What you should do
Only the lines from the top of the data through the line with "box: [275, 2, 462, 391]" should be repeated, each exactly as written.

━━━ Data for review

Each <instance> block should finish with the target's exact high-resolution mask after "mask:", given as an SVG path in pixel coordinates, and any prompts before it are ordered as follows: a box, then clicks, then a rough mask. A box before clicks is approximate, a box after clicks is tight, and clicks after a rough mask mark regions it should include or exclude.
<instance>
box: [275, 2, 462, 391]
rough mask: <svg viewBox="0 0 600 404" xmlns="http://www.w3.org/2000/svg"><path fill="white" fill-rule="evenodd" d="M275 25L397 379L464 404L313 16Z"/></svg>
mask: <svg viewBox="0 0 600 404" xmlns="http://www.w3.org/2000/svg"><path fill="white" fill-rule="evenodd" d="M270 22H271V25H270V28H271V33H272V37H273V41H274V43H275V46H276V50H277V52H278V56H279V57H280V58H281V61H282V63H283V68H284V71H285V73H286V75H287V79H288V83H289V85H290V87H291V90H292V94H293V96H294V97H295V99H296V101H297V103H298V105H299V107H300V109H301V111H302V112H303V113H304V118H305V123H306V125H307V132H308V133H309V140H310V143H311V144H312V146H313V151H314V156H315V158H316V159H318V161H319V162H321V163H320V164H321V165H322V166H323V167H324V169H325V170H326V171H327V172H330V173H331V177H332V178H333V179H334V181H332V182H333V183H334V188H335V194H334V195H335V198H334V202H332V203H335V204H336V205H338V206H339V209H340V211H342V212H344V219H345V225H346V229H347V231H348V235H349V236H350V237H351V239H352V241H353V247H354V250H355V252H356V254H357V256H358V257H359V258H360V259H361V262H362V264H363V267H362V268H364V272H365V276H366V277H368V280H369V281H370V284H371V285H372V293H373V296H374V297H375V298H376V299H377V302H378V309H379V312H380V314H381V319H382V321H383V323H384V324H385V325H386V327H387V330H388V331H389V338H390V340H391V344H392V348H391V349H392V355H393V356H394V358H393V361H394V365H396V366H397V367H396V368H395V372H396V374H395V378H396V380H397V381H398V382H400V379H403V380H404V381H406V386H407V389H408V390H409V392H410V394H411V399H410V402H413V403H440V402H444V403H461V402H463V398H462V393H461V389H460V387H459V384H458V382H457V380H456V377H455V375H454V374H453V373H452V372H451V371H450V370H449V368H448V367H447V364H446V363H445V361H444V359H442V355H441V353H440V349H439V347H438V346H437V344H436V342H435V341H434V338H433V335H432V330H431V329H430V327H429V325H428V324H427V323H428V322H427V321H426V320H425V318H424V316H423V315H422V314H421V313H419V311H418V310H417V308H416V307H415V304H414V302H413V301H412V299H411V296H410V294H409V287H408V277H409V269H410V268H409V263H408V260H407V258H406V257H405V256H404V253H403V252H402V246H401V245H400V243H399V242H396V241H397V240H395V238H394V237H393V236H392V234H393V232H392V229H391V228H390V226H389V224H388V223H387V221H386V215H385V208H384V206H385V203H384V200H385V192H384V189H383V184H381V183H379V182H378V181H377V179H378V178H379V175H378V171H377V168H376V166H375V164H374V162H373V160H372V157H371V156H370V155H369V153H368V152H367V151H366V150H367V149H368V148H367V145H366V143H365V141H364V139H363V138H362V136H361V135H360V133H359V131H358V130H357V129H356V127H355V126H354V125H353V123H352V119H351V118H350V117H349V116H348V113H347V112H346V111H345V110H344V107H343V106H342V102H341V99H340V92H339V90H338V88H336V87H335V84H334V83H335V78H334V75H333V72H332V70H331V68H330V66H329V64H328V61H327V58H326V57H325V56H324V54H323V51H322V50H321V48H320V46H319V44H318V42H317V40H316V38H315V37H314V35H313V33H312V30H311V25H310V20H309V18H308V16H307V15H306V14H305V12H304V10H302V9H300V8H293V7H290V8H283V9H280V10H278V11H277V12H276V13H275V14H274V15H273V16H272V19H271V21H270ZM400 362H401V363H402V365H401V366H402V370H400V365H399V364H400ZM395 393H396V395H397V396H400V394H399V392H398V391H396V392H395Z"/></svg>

━━━━━━

Output below
Each <instance> block should finish with the target's exact high-resolution mask after "mask:", given as an SVG path in pixel coordinates, and any prompts before it are ordered as follows: a box, then clicks, then a rough mask. A box before clicks is approximate, a box after clicks is tight, and clicks after a rough mask mark regions it should include or exclude.
<instance>
box: [275, 2, 462, 391]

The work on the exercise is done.